> Supplied data:
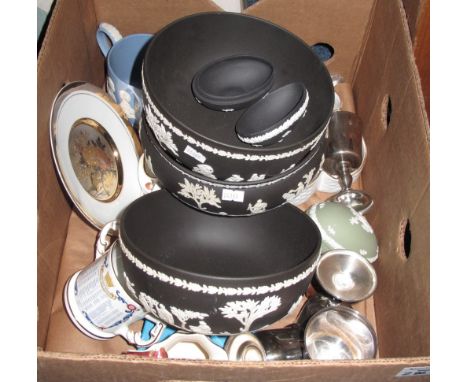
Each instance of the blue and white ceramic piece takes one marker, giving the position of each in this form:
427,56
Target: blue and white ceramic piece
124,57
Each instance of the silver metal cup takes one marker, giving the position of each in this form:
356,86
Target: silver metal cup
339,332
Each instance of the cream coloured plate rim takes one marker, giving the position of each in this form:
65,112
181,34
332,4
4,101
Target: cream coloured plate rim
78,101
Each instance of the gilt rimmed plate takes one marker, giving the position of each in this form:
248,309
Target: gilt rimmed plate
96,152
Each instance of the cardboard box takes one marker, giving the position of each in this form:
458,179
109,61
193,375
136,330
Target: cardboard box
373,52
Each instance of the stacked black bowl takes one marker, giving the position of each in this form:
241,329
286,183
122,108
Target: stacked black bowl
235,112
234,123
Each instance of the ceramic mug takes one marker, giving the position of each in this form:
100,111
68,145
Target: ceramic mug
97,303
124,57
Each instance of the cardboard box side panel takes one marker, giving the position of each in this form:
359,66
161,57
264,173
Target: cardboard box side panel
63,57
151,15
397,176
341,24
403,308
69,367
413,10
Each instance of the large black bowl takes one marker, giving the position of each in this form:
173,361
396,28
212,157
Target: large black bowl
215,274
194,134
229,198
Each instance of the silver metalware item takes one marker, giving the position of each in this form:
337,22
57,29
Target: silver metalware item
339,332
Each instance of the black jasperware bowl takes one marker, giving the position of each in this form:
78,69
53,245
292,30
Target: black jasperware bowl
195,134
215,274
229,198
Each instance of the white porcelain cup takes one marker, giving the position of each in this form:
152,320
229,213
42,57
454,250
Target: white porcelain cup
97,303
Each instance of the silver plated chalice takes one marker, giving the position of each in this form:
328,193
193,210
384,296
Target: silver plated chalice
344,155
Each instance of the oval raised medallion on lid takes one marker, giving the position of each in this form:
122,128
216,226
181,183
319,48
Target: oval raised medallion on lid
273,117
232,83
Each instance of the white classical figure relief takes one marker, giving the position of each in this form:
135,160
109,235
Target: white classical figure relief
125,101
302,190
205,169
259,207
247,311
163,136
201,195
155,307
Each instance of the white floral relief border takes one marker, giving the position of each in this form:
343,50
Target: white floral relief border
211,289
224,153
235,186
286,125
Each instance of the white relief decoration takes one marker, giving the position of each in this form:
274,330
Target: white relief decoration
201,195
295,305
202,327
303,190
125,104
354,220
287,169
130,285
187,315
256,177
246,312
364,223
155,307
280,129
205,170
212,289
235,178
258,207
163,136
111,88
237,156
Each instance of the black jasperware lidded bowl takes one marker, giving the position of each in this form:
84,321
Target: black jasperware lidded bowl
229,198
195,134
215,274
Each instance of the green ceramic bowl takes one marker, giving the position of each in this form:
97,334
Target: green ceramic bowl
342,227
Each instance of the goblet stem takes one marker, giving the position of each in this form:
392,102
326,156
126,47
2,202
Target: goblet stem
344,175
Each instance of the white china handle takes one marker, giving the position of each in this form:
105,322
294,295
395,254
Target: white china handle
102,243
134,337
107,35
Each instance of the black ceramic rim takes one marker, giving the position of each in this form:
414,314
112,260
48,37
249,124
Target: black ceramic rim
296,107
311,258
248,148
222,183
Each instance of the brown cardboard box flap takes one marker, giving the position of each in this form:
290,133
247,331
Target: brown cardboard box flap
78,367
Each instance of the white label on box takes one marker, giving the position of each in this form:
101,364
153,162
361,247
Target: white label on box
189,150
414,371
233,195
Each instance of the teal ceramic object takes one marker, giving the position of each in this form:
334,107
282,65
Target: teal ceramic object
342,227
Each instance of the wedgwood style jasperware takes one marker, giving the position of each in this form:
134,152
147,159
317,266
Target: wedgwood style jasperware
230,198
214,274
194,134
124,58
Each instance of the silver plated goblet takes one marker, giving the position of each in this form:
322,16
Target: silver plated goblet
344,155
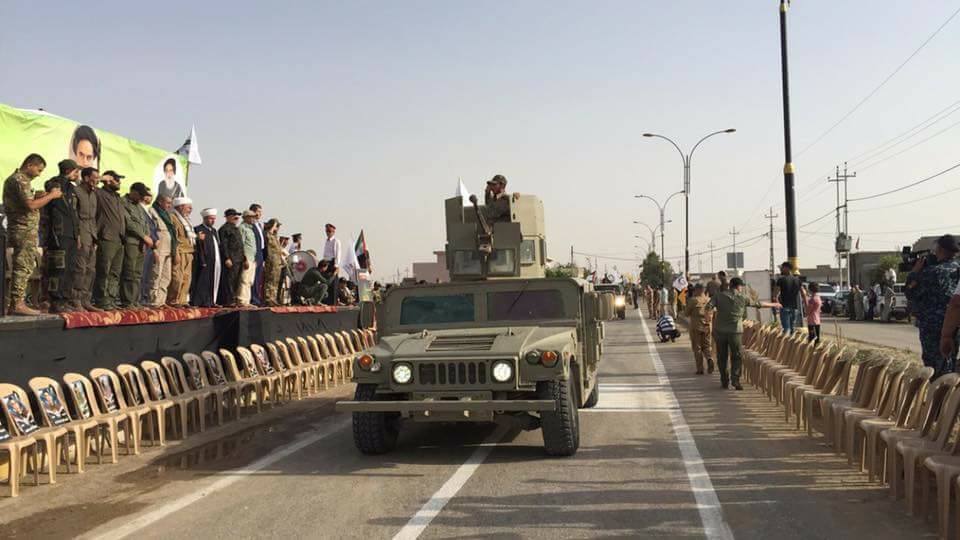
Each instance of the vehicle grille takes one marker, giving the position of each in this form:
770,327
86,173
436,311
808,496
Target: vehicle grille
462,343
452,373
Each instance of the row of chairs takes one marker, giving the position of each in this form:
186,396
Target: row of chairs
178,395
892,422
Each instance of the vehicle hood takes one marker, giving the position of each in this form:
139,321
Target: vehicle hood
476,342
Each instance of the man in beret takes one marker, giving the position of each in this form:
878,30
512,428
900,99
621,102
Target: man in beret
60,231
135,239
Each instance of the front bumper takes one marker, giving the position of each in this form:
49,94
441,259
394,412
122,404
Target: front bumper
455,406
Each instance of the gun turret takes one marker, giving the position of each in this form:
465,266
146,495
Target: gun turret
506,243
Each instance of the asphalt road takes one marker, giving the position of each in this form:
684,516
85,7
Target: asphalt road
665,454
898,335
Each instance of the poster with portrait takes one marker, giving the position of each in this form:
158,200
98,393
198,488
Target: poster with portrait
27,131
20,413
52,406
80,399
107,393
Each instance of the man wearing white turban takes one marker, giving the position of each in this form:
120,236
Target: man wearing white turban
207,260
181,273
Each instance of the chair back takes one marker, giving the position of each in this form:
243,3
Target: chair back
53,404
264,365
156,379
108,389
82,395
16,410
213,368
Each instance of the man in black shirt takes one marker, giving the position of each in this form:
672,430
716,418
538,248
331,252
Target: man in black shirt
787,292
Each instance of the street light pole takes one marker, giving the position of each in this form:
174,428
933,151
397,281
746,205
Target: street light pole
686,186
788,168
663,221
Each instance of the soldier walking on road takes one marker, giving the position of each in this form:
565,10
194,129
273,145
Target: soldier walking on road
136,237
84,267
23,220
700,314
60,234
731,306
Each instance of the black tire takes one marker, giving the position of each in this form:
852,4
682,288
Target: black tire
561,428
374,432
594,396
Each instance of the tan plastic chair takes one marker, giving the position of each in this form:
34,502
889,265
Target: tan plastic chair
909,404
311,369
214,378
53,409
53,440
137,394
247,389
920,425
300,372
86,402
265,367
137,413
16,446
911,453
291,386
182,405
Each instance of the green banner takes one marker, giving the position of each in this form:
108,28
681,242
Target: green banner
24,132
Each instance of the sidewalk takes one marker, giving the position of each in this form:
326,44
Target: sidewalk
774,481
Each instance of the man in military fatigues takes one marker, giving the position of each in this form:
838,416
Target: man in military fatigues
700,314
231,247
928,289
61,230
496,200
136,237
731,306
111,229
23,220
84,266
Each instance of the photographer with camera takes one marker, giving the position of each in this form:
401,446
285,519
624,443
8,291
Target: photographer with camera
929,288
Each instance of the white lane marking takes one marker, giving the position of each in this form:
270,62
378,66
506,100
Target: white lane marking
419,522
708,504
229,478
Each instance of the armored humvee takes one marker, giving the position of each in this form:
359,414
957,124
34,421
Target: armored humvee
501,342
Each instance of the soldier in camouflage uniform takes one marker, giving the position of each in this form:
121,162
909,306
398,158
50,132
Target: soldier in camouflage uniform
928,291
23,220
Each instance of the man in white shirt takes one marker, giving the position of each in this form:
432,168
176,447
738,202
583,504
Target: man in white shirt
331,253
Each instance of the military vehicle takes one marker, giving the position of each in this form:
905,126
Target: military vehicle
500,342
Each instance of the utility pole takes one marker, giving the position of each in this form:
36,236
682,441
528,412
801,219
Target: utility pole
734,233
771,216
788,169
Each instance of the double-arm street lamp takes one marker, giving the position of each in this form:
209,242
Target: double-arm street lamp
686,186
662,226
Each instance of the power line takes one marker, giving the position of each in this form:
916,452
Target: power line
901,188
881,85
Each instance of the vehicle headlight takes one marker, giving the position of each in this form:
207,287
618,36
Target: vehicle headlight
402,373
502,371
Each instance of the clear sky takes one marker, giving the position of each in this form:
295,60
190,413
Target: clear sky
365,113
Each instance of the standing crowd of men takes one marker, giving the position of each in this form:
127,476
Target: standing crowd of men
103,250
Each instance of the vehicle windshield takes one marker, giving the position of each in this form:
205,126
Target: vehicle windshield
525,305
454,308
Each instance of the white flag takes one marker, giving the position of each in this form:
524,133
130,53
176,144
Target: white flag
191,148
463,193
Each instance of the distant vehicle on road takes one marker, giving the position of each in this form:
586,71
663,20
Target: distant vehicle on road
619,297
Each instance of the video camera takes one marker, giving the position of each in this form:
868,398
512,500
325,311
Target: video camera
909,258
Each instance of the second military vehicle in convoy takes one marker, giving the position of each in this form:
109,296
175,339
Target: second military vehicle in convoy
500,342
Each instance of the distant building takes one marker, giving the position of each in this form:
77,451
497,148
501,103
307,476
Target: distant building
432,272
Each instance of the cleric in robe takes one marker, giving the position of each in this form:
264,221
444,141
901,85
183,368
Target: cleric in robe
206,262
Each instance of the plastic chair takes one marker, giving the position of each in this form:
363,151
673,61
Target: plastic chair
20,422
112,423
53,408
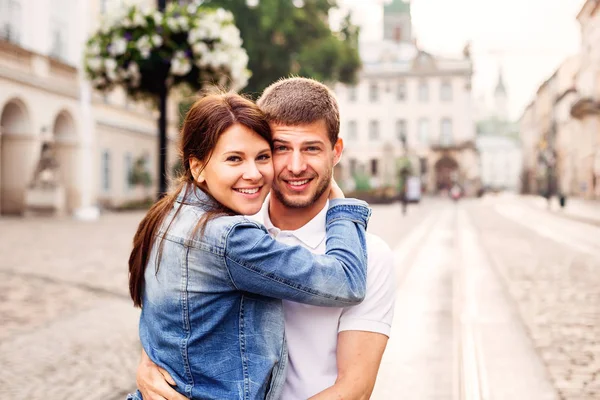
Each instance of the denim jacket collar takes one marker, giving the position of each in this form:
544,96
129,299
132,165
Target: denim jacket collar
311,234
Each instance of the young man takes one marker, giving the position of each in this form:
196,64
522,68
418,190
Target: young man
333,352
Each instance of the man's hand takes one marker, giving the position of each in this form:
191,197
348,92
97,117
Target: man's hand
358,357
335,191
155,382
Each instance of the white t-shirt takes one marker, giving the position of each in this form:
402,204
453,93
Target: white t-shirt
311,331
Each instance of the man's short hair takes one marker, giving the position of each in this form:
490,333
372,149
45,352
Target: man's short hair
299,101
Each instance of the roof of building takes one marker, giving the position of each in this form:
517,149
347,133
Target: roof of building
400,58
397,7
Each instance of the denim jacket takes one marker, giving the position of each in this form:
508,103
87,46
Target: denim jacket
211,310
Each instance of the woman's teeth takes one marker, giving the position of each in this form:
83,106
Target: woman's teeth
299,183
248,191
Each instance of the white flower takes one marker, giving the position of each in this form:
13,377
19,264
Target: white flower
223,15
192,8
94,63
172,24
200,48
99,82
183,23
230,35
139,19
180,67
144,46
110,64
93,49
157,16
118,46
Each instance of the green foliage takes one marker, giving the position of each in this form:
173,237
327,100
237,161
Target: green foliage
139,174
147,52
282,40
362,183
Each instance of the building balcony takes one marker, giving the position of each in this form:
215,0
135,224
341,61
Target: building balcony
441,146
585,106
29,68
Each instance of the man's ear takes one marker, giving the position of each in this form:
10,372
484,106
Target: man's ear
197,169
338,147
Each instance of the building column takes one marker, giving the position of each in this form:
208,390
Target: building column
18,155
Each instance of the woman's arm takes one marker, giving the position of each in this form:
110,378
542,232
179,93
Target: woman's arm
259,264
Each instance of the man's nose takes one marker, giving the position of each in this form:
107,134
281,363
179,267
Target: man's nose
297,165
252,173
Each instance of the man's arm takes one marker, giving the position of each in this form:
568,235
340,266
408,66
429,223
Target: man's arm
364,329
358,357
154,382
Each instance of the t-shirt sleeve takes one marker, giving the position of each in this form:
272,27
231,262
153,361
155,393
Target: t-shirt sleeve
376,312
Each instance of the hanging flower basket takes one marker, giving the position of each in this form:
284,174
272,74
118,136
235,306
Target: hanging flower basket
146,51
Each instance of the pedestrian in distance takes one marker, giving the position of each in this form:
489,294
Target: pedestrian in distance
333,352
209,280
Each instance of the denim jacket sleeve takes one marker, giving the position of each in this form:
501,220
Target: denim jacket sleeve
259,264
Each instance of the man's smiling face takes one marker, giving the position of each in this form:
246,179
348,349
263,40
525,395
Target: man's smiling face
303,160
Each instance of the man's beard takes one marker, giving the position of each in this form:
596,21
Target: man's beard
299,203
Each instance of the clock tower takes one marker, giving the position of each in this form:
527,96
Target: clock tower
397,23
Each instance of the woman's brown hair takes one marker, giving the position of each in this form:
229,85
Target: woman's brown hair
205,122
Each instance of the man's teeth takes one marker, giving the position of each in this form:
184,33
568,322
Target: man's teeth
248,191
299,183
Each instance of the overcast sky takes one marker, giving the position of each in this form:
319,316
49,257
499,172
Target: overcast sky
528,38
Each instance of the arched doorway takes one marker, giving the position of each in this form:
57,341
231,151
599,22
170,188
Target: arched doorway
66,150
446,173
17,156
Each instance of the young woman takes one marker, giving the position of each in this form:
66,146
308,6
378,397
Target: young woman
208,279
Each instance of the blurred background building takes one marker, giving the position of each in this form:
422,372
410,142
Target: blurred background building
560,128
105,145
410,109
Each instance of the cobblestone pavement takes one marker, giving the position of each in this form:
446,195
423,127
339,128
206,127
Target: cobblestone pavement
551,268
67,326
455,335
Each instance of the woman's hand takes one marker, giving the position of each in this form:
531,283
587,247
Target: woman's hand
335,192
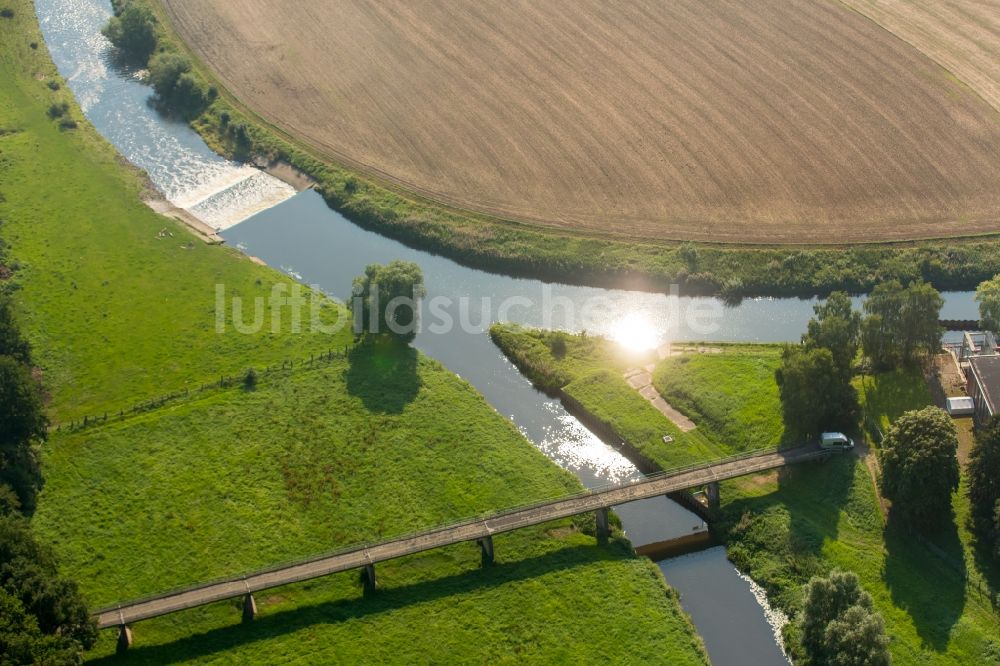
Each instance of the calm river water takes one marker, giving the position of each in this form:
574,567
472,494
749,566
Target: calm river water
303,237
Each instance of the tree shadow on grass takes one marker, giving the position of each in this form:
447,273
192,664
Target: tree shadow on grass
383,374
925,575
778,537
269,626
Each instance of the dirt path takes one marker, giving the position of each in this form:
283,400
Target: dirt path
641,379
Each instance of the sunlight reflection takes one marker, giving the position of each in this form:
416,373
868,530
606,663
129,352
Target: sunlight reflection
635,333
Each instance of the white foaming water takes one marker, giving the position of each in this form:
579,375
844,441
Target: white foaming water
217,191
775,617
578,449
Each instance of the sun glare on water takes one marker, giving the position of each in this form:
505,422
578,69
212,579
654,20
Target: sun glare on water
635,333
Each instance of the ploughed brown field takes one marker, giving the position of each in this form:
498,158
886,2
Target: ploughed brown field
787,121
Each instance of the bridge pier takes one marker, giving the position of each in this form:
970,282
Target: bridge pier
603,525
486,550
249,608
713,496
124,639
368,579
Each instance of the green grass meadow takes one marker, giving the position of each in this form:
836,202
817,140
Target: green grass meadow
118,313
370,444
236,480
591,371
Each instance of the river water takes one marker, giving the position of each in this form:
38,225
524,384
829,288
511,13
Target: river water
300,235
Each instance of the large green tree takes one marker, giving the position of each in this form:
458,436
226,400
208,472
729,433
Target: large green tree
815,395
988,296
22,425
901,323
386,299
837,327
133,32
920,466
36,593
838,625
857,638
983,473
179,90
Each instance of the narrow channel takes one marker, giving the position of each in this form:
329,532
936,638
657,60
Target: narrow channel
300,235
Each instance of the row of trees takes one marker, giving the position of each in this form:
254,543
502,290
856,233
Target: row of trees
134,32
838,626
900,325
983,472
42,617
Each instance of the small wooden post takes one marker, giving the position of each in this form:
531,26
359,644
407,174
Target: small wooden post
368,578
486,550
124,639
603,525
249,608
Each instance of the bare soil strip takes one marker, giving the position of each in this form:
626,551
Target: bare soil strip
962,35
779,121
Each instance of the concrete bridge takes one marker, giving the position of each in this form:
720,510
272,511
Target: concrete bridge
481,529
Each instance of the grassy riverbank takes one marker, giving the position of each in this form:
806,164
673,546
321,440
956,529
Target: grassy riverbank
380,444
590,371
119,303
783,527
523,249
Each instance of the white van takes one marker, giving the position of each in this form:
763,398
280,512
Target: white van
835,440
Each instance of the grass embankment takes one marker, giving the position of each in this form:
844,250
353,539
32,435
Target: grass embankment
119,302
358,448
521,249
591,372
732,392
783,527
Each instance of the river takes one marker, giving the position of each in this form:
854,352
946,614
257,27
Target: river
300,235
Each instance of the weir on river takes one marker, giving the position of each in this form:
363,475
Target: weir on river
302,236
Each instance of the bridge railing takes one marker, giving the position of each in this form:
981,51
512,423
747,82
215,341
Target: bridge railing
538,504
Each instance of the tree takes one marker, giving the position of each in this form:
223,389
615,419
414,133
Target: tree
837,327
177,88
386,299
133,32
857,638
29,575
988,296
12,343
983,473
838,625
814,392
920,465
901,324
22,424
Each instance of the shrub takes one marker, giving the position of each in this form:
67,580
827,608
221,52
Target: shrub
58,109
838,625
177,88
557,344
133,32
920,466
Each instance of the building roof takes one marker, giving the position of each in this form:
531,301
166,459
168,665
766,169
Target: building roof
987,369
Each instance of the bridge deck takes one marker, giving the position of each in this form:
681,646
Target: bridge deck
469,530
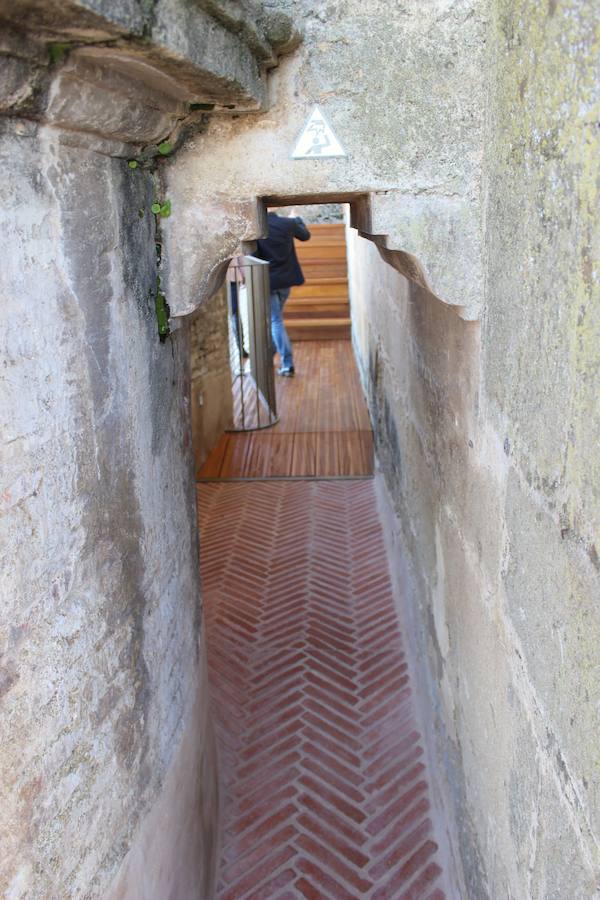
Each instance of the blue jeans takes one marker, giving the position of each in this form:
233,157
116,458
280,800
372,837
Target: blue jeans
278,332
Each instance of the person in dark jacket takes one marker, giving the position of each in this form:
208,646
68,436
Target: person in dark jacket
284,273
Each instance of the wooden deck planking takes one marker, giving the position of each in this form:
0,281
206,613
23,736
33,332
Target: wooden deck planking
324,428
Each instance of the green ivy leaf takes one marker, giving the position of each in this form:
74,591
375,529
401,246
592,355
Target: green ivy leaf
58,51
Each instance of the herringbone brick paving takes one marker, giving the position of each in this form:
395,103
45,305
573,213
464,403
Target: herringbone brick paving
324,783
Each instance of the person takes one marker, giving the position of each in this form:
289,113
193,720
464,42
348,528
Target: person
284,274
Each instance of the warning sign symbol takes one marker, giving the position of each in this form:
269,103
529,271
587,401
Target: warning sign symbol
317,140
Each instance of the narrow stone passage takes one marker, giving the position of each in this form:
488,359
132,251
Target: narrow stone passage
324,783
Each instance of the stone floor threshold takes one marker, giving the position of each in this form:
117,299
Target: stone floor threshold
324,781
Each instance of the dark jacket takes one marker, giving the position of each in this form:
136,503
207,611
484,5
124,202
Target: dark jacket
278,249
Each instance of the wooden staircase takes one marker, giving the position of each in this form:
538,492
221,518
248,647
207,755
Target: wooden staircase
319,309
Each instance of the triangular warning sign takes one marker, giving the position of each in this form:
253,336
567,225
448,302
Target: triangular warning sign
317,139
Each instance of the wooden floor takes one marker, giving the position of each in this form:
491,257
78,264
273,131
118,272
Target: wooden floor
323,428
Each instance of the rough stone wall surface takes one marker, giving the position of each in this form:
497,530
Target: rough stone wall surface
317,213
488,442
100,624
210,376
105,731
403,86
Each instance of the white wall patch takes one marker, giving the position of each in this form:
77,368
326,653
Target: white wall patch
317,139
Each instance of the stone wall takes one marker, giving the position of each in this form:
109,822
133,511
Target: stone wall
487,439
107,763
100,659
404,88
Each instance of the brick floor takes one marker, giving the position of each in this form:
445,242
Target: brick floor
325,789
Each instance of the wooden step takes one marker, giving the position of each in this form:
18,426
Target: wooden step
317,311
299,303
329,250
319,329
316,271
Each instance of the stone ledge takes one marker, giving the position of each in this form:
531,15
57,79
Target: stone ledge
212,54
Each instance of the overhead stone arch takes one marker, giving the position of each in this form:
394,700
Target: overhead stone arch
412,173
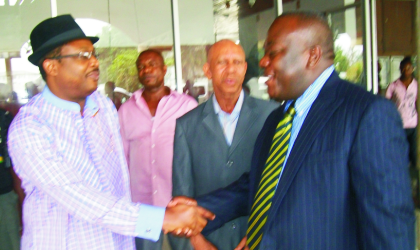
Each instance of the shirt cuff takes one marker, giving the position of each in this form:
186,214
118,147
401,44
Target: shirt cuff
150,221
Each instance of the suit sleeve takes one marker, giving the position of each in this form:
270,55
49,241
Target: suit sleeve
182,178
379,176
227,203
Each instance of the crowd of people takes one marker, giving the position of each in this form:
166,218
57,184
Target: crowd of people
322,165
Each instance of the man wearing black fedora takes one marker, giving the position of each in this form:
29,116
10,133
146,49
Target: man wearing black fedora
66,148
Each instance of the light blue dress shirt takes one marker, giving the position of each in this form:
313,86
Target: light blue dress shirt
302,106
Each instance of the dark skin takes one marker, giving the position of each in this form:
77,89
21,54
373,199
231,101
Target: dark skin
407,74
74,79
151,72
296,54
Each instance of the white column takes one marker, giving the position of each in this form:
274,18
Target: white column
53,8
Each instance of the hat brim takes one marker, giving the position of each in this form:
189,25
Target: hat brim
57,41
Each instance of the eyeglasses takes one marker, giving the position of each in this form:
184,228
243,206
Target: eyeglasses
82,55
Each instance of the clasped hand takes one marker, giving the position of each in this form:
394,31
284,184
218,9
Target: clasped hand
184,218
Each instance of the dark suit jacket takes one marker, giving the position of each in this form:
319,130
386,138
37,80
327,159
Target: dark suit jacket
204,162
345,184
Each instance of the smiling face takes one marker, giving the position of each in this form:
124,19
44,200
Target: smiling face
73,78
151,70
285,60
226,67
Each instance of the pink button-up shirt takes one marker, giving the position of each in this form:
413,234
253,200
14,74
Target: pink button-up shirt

> Work request:
From the records above, pull out every line containing the word "button".

> Your response:
Each instance of the pink button-up shirt takes one marker, giving the position of each in this form:
Target: pink button-up shirt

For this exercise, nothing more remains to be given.